- _Provided passage_:
[Start of section]

Ethox Seminar: Ethics at the Coal-Face: do clinical ethics services do anything useful?


If you would like to attend, please email jane.beinart@ethox.ox.ac.uk

Everyone knows that difficult ethical dilemmas arise in healthcare. Clinical Ethics Services are increasingly a part of the hospital landscape, intended as a mechanism through which to deal with difficult ethical situations. But what do they actually do? And if they are doing something – is it helpful? Perhaps the more important question is – what should they be doing?
In this presentation, Melanie explores the utility of CES. She will begin by presenting difficult cases, and then work through these using the Clinical Ethics Consultation process at her own hospital as a springboard to present and critique various ways that clinical ethics service provision may be approached. She will discuss the difficulty inherent in evaluating CES and present some interesting empirical and philosophical work in this area.

Bio: Dr Melanie Jansen is a medical doctor completing advanced training in General Paediatrics and Paediatric Intensive Care Medicine. She is interested in everything to do with critical care but particularly congenital cardiac disease and trauma management. She is currently involved in research on blood coagulation in trauma. Since medical school, Melanie has had a strong interest in ethics and to pursue this, she completed a Master of Arts in Philosophy during her medical specialist training. Melanie was instrumental in developing the Centre for Children’s Health Ethics and Law (CCHEL) at Children’s Health Queensland, and continues to sit on the steering committee and be a member of the response group for the Clinical Ethics Consultation Service. Melanie has also undertaken training in mediation through the Resolution Institute. She is currently travelling on a Churchill Fellowship to research ways to enrich and inform development of paediatric clinical ethics services. In her ‘spare’ time she tends to multiple cats, a few chickens and her wine cellar, and tries to move as much as possible. She is interested in promoting the arts and creativity in medicine, in building functioning teams in an age of hyper-specialisation, and in bringing more philosophy into the clinical setting.

[End of section]

- _What is required_: Return the stretch of the seminar notice from "Ethox Seminar: Ethics" through "they be doing?", copied word for word.

- _Supplied records_:
[Start of section]

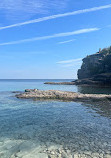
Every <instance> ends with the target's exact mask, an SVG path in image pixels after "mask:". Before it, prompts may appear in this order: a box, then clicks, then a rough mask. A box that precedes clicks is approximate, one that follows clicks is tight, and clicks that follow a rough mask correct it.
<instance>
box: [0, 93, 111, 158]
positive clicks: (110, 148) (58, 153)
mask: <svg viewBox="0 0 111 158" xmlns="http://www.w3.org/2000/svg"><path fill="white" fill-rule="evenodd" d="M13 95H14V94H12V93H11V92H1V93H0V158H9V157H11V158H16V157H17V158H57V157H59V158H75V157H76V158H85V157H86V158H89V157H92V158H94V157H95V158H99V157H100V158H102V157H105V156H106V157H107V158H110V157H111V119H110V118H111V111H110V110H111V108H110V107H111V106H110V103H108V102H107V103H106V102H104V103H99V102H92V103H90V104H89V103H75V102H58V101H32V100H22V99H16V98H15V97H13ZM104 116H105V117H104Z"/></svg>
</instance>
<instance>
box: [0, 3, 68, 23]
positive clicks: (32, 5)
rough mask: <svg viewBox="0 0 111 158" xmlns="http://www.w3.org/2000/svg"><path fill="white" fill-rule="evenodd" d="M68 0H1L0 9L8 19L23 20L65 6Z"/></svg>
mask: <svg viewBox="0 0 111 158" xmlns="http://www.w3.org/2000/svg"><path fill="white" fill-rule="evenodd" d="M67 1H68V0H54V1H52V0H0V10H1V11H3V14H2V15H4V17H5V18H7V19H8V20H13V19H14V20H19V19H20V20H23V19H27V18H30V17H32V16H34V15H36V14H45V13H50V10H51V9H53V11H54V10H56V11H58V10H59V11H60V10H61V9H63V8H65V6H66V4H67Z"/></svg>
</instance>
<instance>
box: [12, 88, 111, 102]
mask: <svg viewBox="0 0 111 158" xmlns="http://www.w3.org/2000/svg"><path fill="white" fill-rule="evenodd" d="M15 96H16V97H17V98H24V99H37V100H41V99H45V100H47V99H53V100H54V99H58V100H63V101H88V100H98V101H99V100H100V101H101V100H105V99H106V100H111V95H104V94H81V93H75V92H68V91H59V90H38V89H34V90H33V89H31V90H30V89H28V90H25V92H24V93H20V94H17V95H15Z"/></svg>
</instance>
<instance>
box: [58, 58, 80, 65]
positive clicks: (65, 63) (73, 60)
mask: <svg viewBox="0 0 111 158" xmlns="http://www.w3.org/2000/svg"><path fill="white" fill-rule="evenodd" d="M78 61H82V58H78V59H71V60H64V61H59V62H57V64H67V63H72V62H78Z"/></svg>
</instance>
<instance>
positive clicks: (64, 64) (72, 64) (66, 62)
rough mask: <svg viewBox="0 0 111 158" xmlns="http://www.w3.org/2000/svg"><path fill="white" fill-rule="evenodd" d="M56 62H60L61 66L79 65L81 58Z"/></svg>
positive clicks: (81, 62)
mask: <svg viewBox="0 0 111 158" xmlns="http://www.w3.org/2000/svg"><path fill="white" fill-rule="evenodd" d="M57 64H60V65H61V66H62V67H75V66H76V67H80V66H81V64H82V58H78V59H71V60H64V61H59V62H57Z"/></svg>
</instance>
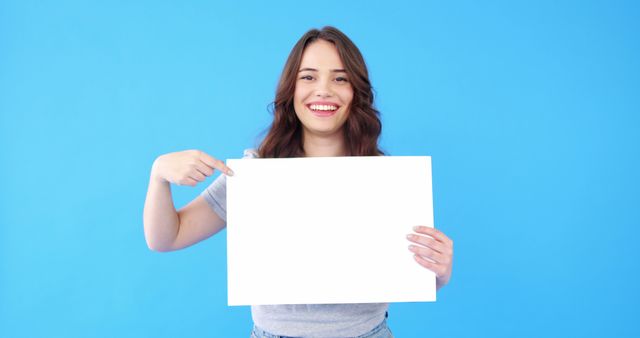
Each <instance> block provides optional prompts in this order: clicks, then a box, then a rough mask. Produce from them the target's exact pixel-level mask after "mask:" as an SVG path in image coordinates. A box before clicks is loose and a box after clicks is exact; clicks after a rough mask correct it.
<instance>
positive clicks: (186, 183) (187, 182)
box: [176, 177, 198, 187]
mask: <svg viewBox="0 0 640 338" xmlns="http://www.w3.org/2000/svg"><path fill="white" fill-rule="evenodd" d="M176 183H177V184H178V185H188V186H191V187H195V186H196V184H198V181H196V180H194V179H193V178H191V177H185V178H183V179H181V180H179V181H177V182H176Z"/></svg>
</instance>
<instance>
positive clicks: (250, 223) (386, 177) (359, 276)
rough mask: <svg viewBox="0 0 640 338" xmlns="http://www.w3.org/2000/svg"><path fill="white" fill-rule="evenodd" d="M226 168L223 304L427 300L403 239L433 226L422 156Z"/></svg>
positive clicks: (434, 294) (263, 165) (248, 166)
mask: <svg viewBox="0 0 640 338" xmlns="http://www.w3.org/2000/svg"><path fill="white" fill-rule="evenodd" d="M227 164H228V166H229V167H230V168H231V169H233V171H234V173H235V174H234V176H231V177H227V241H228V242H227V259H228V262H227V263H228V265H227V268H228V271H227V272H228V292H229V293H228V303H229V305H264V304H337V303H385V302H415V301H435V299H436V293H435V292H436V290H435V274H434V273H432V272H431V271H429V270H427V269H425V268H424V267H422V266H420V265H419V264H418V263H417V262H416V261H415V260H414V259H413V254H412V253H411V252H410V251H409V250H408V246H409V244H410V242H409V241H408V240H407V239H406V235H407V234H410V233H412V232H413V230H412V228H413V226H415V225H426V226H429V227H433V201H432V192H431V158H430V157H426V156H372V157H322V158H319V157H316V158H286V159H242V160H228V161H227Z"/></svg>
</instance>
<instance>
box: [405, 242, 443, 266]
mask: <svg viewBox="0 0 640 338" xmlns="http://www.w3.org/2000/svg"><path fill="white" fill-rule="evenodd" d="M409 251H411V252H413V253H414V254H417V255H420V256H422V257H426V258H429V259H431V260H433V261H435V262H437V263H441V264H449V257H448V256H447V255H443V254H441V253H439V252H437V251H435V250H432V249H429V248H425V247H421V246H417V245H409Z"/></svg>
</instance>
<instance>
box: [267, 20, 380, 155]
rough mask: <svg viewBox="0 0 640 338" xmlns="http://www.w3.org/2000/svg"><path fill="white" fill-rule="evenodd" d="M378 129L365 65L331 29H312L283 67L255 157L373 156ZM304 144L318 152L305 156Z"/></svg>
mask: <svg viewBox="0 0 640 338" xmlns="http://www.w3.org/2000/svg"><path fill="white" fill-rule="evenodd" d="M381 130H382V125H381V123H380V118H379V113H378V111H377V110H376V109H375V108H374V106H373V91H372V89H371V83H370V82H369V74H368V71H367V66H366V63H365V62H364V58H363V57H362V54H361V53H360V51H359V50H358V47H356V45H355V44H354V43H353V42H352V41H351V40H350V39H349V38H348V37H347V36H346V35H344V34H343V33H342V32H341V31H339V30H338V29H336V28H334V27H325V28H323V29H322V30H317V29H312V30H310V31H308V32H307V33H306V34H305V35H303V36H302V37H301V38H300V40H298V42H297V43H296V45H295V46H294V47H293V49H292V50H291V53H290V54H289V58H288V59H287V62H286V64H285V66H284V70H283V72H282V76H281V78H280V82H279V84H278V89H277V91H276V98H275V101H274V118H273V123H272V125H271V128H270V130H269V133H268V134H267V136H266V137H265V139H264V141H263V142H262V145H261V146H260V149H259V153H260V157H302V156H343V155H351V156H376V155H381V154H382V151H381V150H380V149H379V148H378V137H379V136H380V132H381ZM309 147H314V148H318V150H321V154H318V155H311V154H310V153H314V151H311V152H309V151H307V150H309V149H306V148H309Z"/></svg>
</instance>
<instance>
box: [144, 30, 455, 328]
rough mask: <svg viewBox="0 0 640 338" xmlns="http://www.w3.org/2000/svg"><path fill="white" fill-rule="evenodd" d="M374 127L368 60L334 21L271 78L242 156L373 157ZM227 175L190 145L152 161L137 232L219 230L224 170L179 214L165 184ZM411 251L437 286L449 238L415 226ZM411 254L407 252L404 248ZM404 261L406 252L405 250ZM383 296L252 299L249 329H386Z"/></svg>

[End of section]
[Start of section]

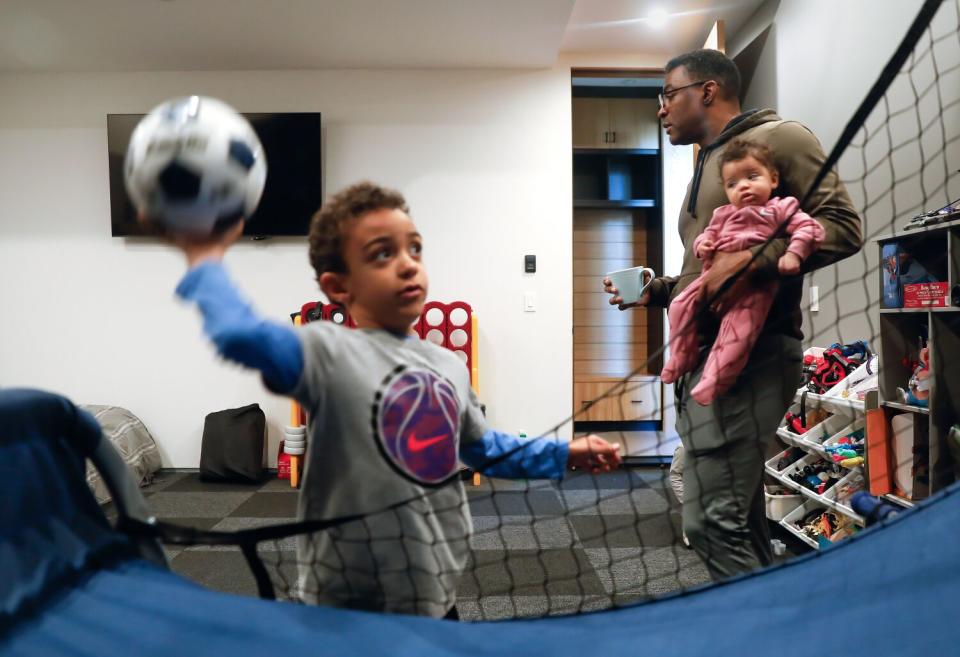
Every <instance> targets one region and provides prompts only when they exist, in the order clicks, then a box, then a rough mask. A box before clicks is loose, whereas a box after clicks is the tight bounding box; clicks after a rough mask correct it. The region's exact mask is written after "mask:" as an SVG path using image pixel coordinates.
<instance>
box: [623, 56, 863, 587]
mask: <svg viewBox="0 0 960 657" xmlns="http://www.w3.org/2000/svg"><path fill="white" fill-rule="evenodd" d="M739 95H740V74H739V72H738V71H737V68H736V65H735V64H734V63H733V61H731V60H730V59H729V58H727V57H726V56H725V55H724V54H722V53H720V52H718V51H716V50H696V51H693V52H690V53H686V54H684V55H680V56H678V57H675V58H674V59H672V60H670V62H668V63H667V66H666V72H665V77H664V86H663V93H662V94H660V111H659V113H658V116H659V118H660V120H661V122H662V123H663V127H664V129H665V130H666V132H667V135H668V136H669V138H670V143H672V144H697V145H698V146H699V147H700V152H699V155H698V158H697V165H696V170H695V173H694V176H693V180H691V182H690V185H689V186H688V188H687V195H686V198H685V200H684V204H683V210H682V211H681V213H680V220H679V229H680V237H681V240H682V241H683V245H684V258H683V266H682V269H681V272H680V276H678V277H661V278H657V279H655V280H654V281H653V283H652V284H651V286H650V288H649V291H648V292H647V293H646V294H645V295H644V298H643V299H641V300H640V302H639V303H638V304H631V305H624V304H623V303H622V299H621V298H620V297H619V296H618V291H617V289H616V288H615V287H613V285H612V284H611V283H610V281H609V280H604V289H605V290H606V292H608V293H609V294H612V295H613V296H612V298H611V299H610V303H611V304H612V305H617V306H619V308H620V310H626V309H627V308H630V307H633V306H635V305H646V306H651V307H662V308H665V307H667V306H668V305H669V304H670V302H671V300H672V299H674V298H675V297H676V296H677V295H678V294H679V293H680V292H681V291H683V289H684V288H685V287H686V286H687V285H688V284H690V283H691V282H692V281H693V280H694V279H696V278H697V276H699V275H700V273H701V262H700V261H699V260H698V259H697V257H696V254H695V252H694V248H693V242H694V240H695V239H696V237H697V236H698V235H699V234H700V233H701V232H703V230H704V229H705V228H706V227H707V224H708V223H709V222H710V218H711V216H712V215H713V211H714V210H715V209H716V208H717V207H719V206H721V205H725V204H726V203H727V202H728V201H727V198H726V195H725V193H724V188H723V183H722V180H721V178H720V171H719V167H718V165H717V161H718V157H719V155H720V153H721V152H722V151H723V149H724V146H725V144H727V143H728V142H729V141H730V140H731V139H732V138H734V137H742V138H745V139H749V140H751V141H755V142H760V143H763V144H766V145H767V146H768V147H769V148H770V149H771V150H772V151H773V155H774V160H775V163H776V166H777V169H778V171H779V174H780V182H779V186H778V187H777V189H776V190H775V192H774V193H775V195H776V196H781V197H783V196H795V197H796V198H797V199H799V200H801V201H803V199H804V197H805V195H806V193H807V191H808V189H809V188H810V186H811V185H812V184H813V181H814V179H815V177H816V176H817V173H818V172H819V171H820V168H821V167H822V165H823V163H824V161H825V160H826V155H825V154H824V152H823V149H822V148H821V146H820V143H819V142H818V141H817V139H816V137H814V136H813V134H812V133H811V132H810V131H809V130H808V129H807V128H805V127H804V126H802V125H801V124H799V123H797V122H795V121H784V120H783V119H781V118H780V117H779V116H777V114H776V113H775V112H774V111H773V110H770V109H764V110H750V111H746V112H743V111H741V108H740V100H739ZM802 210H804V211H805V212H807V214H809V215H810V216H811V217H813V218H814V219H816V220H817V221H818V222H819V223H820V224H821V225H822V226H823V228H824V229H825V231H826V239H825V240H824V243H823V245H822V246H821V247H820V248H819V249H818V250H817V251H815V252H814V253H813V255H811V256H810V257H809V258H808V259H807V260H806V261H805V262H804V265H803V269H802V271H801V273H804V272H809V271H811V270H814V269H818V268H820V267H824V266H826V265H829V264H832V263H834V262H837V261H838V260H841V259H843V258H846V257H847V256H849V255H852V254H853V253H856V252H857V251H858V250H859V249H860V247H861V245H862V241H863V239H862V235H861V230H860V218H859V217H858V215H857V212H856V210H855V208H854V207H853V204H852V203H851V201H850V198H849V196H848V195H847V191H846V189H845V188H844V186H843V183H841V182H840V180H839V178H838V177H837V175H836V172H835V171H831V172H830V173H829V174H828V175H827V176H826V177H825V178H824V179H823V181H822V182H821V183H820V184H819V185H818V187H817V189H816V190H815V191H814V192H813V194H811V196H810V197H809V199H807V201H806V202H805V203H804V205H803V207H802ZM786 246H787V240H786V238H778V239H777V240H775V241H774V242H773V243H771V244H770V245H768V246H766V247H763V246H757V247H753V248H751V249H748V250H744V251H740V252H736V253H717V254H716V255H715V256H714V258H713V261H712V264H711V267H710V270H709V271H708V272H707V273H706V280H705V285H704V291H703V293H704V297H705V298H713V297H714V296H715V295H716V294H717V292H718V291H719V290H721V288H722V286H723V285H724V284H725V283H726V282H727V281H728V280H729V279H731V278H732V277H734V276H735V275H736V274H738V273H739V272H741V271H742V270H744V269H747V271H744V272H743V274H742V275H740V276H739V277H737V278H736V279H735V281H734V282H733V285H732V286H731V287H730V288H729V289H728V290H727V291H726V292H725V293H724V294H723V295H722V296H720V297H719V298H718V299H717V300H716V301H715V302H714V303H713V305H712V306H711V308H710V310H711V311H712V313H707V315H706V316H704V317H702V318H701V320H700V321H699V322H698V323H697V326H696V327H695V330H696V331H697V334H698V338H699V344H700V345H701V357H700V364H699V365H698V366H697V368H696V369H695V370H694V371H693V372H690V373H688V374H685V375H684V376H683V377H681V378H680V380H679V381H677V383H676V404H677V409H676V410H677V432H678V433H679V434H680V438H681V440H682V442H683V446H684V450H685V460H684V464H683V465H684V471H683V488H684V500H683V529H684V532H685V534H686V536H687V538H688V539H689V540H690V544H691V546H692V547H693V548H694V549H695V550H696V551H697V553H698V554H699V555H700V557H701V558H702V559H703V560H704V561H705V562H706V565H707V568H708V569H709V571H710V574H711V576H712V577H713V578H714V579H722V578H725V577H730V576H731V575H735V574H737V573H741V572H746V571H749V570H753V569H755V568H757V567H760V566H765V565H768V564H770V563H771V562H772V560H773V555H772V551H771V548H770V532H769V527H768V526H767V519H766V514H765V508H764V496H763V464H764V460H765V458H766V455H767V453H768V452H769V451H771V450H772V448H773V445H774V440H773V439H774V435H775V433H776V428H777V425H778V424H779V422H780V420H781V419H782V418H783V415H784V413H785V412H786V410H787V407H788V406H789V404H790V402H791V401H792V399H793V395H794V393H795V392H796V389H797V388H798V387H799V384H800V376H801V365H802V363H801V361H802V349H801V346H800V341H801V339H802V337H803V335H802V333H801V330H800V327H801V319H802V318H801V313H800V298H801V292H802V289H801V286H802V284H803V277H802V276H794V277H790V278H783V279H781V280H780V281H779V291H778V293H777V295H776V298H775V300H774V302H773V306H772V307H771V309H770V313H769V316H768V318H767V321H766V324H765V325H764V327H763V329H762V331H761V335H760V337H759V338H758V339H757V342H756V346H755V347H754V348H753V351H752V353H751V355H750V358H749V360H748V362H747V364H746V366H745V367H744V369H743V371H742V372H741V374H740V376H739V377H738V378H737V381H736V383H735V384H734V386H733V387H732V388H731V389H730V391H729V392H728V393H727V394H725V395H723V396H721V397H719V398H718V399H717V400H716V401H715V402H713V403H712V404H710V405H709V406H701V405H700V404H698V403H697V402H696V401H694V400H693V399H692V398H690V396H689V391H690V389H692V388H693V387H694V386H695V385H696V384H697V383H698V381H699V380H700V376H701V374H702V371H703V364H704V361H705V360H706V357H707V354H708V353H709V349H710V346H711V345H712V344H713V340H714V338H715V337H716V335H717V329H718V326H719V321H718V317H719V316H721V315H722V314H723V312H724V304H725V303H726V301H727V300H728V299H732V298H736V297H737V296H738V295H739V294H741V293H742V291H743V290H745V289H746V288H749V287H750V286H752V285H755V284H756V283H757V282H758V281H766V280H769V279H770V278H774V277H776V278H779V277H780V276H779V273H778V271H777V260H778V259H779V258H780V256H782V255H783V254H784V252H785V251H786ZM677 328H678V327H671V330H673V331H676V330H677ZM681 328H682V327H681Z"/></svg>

[End of section]

- _Result for this exercise_:
Ethox Seminar: Ethics at the Coal-Face: do clinical ethics services do anything useful?


If you would like to attend, please email jane.beinart@ethox.ox.ac.uk

Everyone knows that difficult ethical dilemmas arise in healthcare. Clinical Ethics Services are increasingly a part of the hospital landscape, intended as a mechanism through which to deal with difficult ethical situations. But what do they actually do? And if they are doing something – is it helpful? Perhaps the more important question is – what should they be doing?